* **Document passage**
Segment Open

# Different weights for different colour structures in LHE files?

I am trying to understand how MadGraph generates colour structures for Les-Houches files.

I consider a process g g > g g.
I found that in LHE file different combinations appear with different frequency.
I have written a simple python script that finds all different combinations and counts how often they appear.
Here is the output
combination = 504 501 503 502 503 501 504 502 with weight = 0.318418
combination = 503 501 504 502 503 502 504 501 with weight = 0.327642
combination = 502 501 504 502 503 501 504 503 with weight = 0.089904
combination = 503 501 501 502 503 504 504 502 with weight = 0.086785
combination = 502 501 503 502 503 504 504 501 with weight = 0.090514
combination = 504 501 501 502 503 502 504 503 with weight = 0.086737

So my questions are: 1) Why these combination are generated with different probability?
Is there a certain hit-or-miss generation algorithm involved ?

2) If it is possible, could you please give me some references
with explanations on how MG generates these structures.

3) Are colour structures and four-momenta generated independently?
Or certain combinations of colours and four-momenta appear more often than the others?

Thank you!
With best regards,
Oleh

## Question information

Language:
English Edit question
Status:
Solved
For:
Assignee:
No assignee Edit question
Solved by:
oleh
Solved:
2018-07-17
Last query:
2018-07-17
2018-07-13

## This question was reopened

• 2018-07-13 by oleh
 Olivier Mattelaer (olivier-mattelaer) said on 2018-04-25: #1

> 2) If it is possible, could you please give me some references
> with explanations on how MG generates these structures.

for each phase-space point, we evaluate the amplitude contribution for each fermion flow independently
and square them against themself. Then we discard all the NLC contribution from those and then pick
one of the color by launching a random number (the contribution of each LC being weighted by the colored amplitude square associated).
Note that interference term are neglected here, they are NLC anyway.
then we write inside the event the associate structure.

> 1) Why these combination are generated with different probability?
> Is there a certain hit-or-miss generation algorithm involved ?

this is a random process. But not really hit or miss. Since we simply pick in a weighted way.

> 3) Are colour structures and four-momenta generated independently?
> Or certain combinations of colours and four-momenta appear more often than the others?

As you can see above this is not independent.

Cheers,

Olivier

> On 25 Apr 2018, at 11:08, oleh <email address hidden> wrote:
>
> New question #668241 on MadGraph5_aMC@NLO:
>
>
> I am trying to understand how MadGraph generates colour structures for Les-Houches files.
>
> I consider a process g g > g g.
> I found that in LHE file different combinations appear with different frequency.
> I have written a simple python script that finds all different combinations and counts how often they appear.

Segment Closed

Dataset entries
Segment Open

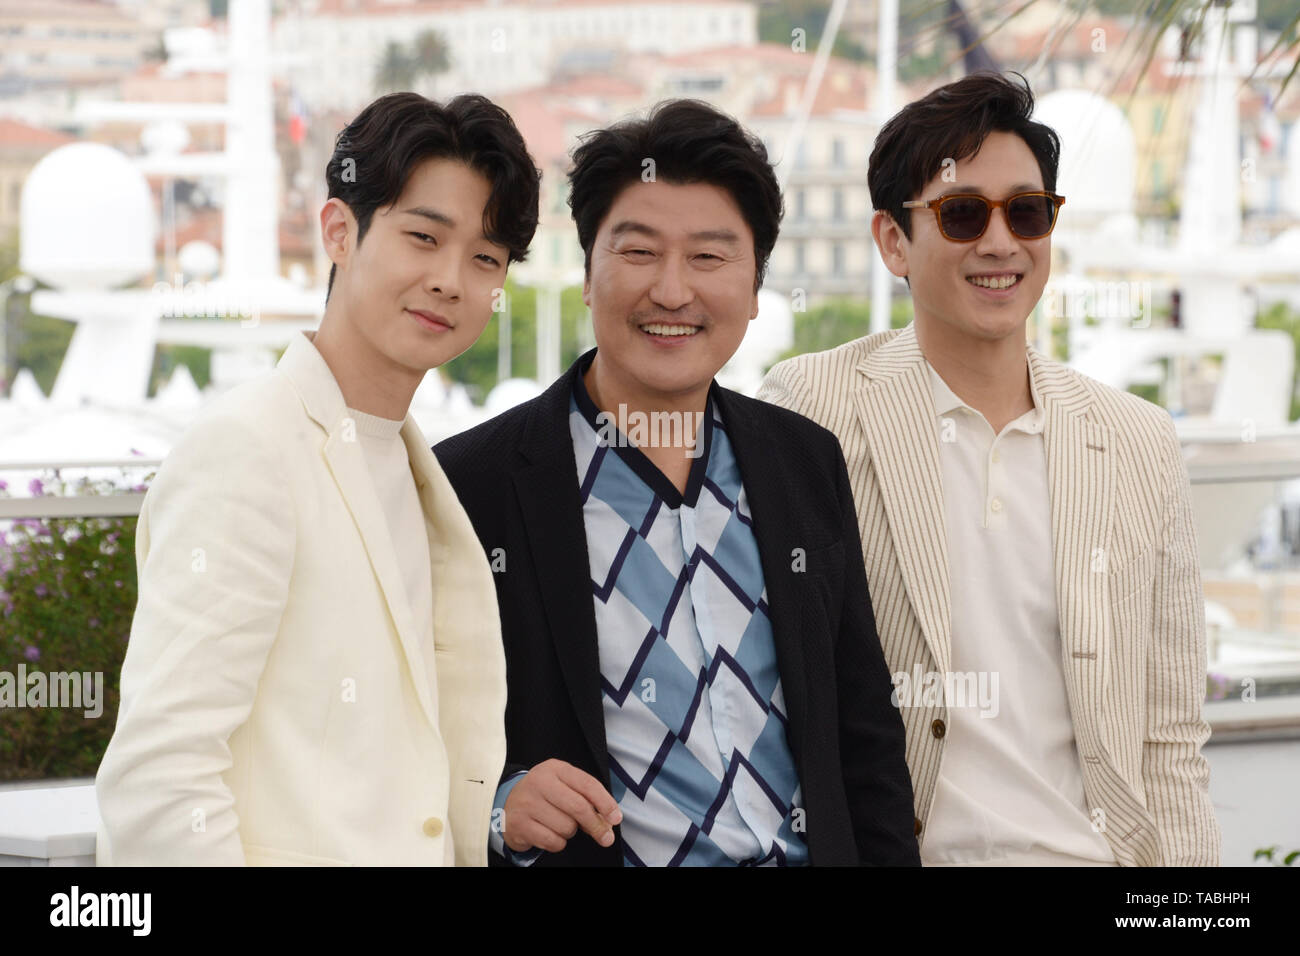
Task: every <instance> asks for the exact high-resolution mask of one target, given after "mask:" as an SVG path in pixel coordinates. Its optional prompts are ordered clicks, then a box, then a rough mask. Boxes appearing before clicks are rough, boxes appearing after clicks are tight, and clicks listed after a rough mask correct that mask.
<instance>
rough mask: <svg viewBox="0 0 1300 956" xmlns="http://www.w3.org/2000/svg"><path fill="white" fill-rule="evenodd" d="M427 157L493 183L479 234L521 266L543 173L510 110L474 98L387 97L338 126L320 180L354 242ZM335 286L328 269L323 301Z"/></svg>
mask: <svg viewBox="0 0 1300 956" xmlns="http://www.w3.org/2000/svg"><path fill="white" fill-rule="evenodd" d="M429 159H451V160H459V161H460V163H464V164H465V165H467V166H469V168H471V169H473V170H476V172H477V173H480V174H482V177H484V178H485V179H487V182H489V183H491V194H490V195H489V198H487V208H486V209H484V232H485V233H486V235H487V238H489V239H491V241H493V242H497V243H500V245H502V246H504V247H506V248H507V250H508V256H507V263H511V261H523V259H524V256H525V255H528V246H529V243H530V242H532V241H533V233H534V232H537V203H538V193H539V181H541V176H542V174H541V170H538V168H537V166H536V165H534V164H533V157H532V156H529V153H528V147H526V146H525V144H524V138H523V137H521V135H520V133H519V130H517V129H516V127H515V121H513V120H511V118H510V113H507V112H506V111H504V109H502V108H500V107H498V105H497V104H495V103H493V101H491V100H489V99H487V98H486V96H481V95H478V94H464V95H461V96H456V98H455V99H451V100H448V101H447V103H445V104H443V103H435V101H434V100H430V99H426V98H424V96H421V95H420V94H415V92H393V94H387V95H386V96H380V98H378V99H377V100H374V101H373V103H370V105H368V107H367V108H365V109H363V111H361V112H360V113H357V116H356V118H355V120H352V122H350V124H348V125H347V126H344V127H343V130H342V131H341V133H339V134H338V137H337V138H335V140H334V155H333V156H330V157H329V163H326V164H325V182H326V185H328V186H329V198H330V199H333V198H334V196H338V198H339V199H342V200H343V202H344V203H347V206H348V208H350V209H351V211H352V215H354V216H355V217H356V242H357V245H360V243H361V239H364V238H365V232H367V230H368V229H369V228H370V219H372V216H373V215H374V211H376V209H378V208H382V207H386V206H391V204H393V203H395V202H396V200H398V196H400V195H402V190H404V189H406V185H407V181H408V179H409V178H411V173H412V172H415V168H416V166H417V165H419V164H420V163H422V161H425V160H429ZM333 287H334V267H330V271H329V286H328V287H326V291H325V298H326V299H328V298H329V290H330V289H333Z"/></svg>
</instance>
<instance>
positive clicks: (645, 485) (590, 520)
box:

Segment Closed

* **Study questions**
**a.** In the MadGraph forum thread, what does the reply say happens to interference terms when a color structure is selected?
**b.** Duplicate the section of the dataset entries that opens at their beginning and closes with the line containing "rough mask: <svg", including both ends, and omit the pictures.
The MadGraph forum thread and the dataset entries have no connection to each other.

* **Solutions to the exercise**
**a.** They are neglected, since they are NLC anyway.

**b.**
Task: every <instance> asks for the exact high-resolution mask of one target, given after "mask:" as an SVG path in pixel coordinates. Its optional prompts are ordered clicks, then a box, then a rough mask. Boxes appearing before clicks are rough, boxes appearing after clicks are tight, and clicks listed after a rough mask correct that mask.
<instance>
rough mask: <svg viewBox="0 0 1300 956" xmlns="http://www.w3.org/2000/svg"><path fill="white" fill-rule="evenodd" d="M427 157L493 183L479 234L521 266L543 173L510 110L474 98L387 97L338 126L320 180L354 242ZM335 286L328 269L323 301Z"/></svg>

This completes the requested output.